Image-grounded pointing data
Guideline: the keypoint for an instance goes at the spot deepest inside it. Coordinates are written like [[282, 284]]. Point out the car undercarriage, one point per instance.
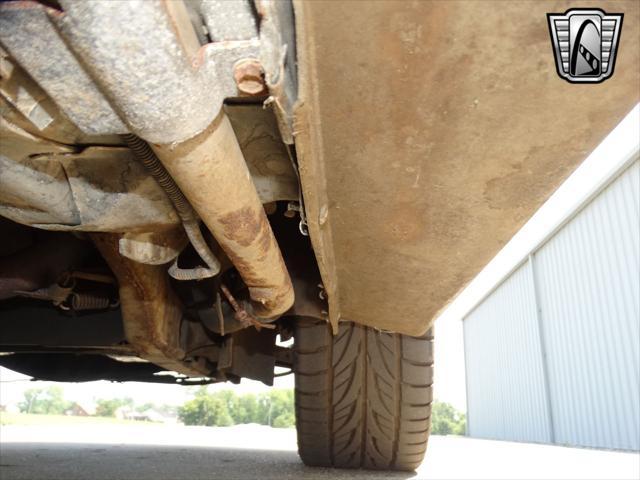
[[184, 183]]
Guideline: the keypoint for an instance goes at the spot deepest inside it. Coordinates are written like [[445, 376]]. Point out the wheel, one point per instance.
[[363, 397]]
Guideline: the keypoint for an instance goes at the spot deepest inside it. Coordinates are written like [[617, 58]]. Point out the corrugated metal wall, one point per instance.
[[568, 370]]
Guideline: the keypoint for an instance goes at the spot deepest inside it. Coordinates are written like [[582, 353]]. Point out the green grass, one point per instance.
[[7, 418]]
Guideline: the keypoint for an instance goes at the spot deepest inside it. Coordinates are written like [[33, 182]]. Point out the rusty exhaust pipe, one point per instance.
[[175, 104], [211, 171]]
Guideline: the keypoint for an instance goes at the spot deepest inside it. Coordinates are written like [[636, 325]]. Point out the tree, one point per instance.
[[48, 401], [106, 407], [205, 409], [275, 408], [446, 420]]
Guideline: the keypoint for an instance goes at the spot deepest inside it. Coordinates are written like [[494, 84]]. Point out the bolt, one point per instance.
[[249, 77]]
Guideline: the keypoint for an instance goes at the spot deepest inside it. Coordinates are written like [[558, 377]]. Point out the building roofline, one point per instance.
[[595, 174]]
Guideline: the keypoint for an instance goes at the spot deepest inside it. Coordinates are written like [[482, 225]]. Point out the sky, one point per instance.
[[615, 151]]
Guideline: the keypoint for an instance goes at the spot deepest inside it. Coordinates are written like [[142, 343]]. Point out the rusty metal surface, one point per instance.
[[428, 133], [51, 186], [263, 150], [151, 312], [153, 248], [211, 171]]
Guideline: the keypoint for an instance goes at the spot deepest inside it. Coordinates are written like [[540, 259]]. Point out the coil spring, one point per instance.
[[90, 301], [143, 152]]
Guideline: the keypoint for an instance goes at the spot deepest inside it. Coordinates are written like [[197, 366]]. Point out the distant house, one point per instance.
[[82, 409], [149, 415]]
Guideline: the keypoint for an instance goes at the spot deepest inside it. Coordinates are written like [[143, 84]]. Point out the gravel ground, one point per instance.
[[250, 451]]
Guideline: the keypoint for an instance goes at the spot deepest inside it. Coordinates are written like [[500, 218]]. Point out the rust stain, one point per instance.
[[242, 226]]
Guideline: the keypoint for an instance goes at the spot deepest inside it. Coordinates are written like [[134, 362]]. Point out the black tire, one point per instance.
[[363, 397]]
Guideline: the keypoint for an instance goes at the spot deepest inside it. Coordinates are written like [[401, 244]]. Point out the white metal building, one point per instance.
[[552, 349]]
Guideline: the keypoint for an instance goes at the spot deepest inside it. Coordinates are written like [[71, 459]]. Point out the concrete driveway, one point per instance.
[[162, 452]]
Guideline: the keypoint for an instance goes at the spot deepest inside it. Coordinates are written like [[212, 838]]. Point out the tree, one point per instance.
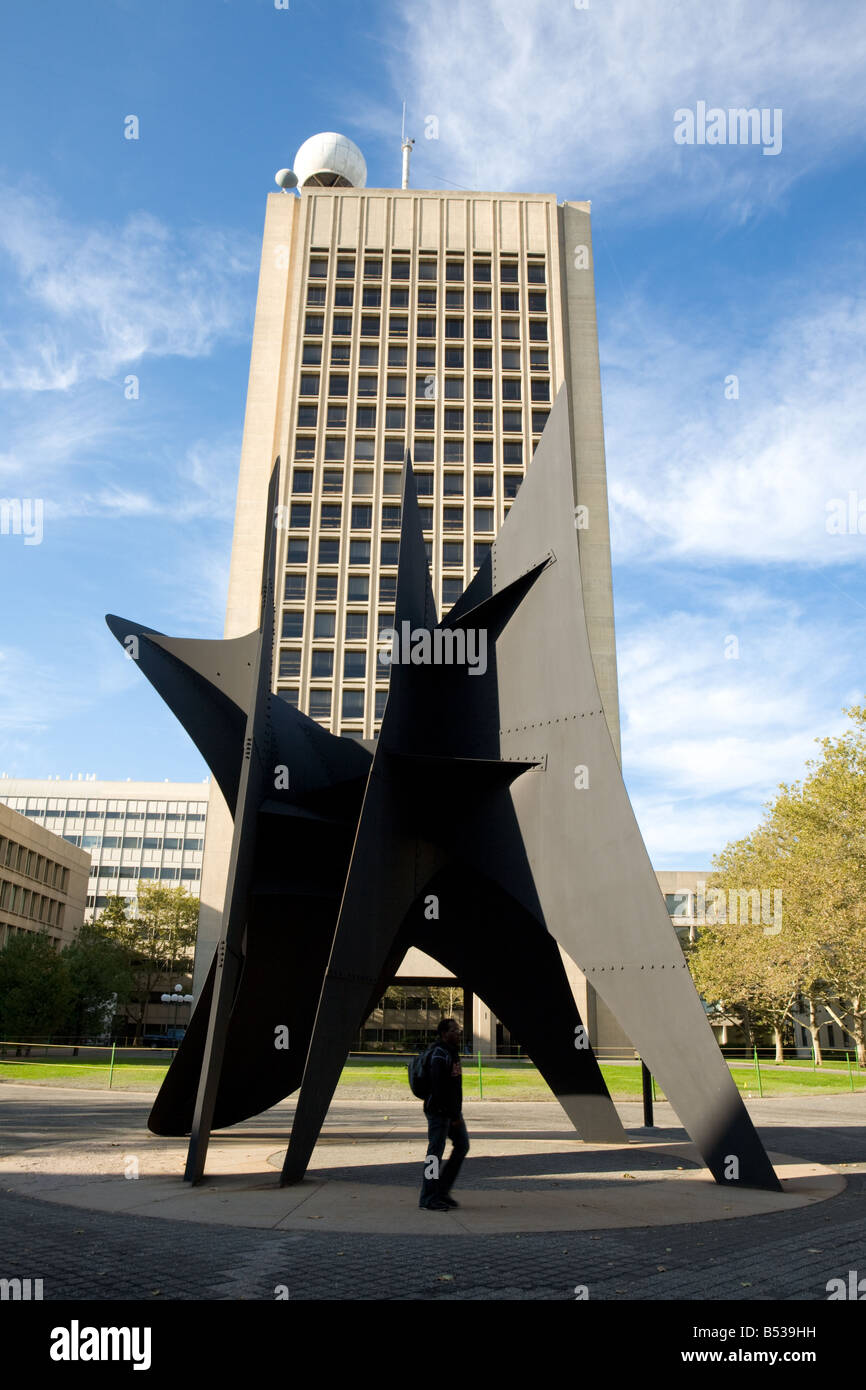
[[100, 979], [812, 848], [446, 997], [157, 941], [34, 988], [826, 816]]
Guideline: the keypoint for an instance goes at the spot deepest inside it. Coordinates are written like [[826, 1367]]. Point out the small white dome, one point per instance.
[[330, 160]]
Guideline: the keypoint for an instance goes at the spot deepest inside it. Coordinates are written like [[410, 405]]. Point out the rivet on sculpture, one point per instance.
[[495, 787]]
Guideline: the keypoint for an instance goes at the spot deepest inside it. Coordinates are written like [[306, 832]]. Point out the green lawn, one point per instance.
[[387, 1079]]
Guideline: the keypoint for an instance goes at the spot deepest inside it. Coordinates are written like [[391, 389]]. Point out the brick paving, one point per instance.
[[102, 1255]]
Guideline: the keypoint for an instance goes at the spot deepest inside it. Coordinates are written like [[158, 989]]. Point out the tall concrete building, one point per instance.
[[394, 319]]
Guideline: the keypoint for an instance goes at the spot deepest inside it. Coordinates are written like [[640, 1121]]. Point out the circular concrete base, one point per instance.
[[363, 1182]]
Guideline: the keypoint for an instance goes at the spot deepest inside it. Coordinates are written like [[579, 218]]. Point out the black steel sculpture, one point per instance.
[[488, 827]]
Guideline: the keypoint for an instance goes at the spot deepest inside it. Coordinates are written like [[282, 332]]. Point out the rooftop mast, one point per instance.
[[406, 148]]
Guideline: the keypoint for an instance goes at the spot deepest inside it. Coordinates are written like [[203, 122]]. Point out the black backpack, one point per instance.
[[419, 1073]]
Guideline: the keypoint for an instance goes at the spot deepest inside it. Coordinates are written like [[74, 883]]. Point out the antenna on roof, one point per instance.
[[406, 148]]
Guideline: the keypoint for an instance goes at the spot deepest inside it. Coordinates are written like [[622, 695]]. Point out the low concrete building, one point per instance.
[[152, 831], [43, 881]]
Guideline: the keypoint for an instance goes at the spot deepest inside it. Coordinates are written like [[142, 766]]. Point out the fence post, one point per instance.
[[647, 1084], [758, 1072]]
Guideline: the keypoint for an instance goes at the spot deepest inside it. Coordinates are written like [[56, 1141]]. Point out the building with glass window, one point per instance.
[[129, 830], [442, 323], [43, 880]]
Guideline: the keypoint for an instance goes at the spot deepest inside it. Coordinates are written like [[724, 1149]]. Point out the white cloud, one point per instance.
[[706, 738], [709, 478], [96, 299], [538, 95]]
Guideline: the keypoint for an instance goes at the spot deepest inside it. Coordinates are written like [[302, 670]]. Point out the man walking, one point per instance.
[[444, 1109]]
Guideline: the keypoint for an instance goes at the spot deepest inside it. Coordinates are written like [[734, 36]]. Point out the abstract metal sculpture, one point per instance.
[[489, 827]]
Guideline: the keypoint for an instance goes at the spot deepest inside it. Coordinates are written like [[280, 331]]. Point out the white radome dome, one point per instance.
[[330, 160]]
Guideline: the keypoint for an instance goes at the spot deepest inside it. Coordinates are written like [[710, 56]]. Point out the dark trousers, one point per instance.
[[438, 1129]]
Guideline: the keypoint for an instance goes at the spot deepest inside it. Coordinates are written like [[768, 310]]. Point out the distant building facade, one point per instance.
[[43, 881], [152, 831]]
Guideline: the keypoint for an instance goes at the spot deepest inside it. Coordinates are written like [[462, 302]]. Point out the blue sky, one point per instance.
[[712, 260]]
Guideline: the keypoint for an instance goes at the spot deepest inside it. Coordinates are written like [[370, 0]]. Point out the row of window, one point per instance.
[[357, 585], [320, 702], [32, 865], [394, 451], [453, 388], [455, 268], [359, 549], [111, 815], [424, 417], [398, 327], [423, 451], [135, 843], [427, 298], [25, 902], [357, 591], [298, 551], [146, 872], [426, 356], [332, 483]]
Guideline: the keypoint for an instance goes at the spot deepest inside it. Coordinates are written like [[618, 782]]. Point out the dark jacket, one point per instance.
[[445, 1083]]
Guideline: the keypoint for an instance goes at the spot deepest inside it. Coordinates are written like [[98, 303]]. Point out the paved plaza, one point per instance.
[[540, 1212]]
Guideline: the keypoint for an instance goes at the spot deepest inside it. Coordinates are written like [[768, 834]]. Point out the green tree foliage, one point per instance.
[[35, 990], [100, 979], [811, 847], [157, 941]]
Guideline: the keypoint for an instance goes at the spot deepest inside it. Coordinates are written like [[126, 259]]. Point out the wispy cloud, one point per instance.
[[723, 704], [731, 444], [91, 300], [581, 100]]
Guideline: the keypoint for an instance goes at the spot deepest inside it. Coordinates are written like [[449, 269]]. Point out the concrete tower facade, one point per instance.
[[394, 319]]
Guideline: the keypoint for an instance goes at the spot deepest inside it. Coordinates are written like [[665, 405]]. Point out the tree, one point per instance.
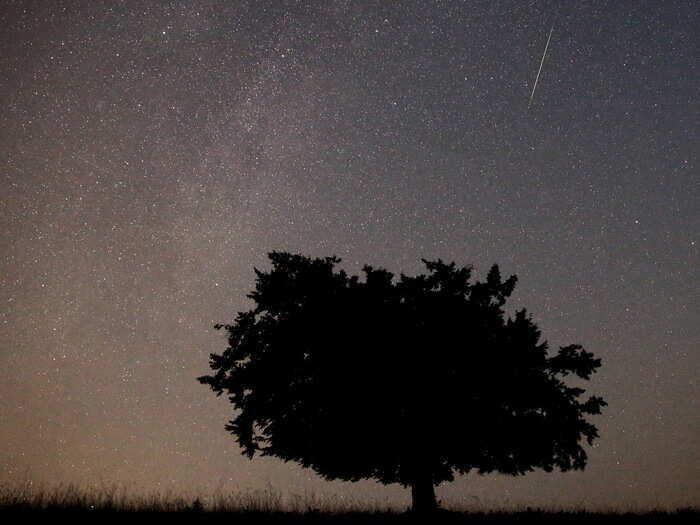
[[410, 380]]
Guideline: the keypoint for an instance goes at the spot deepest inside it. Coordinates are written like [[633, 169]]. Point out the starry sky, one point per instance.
[[153, 153]]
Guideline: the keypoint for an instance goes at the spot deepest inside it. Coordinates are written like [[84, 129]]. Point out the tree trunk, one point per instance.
[[423, 495]]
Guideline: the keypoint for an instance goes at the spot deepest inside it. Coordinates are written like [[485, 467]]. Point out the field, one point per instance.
[[115, 504]]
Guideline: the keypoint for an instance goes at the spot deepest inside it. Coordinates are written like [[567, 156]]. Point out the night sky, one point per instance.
[[153, 153]]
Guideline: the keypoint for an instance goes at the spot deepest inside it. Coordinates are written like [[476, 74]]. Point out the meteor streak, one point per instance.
[[541, 63]]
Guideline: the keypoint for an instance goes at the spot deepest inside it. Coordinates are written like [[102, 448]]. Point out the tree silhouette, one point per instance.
[[409, 380]]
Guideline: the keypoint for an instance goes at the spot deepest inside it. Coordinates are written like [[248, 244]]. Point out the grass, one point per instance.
[[269, 506]]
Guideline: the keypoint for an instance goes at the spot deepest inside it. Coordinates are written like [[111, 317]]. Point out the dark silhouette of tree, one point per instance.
[[409, 380]]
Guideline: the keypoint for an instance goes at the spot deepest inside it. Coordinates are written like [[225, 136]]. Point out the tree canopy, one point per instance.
[[407, 380]]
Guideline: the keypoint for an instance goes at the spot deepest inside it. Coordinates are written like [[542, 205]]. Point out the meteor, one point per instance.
[[541, 63]]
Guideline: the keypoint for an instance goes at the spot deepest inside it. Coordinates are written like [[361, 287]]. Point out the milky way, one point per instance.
[[154, 152]]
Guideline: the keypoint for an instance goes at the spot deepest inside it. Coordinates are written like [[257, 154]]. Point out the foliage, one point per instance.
[[398, 379]]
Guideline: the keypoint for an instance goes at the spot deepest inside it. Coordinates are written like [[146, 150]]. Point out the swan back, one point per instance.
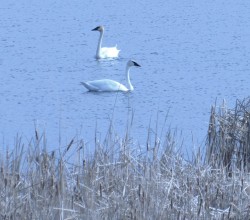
[[108, 85], [105, 52], [104, 85]]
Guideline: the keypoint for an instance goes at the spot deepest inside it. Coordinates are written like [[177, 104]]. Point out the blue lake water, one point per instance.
[[191, 53]]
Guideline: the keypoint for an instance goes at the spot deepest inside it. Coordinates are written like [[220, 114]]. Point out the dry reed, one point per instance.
[[124, 180]]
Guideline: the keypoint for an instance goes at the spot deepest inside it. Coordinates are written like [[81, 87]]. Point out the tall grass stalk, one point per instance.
[[125, 180]]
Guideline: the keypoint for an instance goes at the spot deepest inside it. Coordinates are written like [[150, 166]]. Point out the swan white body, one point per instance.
[[104, 52], [108, 85]]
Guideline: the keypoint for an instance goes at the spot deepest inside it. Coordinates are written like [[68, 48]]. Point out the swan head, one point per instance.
[[98, 28], [132, 63]]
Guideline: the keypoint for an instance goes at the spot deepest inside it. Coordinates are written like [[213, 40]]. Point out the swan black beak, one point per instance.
[[95, 29], [136, 64]]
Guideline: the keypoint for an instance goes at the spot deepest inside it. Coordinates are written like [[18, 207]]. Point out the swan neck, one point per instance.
[[130, 87], [99, 46]]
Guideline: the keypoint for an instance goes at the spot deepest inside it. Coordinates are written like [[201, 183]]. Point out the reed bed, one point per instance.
[[124, 180]]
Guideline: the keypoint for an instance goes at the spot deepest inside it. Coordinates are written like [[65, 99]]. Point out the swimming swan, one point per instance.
[[107, 85], [104, 52]]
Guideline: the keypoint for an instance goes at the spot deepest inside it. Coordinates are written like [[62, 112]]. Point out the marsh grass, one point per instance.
[[124, 180]]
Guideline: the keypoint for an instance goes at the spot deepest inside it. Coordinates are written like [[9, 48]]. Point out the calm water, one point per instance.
[[191, 53]]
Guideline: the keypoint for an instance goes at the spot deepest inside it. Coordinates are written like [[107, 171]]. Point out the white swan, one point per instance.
[[107, 85], [104, 52]]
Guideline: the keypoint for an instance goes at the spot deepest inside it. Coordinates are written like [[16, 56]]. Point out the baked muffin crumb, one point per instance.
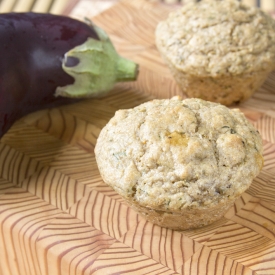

### [Your assignment]
Return exactly the lines from the one containing "beak, one point per instance." through the end of the records, leaving out every picture.

### [Output for this exercise]
Guideline: the keypoint for an instance goes at the spot deepest inside it. Coordinates are written like [[213, 40]]. Point out the swan black beak, one point per instance.
[[95, 29], [136, 64]]
Guideline: the keypoint for an instance goes at the spot deepest inside it. Coordinates are written like [[18, 207]]. Point out the swan neck, one point per instance.
[[130, 87], [99, 46]]
Guideline: the keypoint for an instance goes at the spot deepest inside it. Coordinates are written like [[201, 183]]. Point out the reed bed, one point per instance.
[[124, 180]]
Guideline: the keypoint for an instance goes at the spot deepest inside it. Coordinates are written like [[65, 99]]. Point out the swimming swan, one point per instance.
[[107, 85], [104, 52]]
Guideline: the keypoint for an instance goes at the spot deepest inside it. Coordinates are written like [[62, 112]]. Point out the marsh grass, one point per instance.
[[124, 180]]
Guideline: the keypoint for an instance goes at the spot deepest inside it. Coordinates are written like [[9, 48]]. Point out the calm water, one point per instance.
[[191, 53]]
Guideline: the keypoint for an instance goes at the spot deepest inside it. Coordinates are written like [[107, 171]]. Point out the white swan, one point per instance.
[[107, 85], [104, 52]]
Guideline: the keypoint for an instance goes at the spot deepest inside it. Coordinates are written like [[16, 56]]. Point out the baked muffin crumb, one point per instance.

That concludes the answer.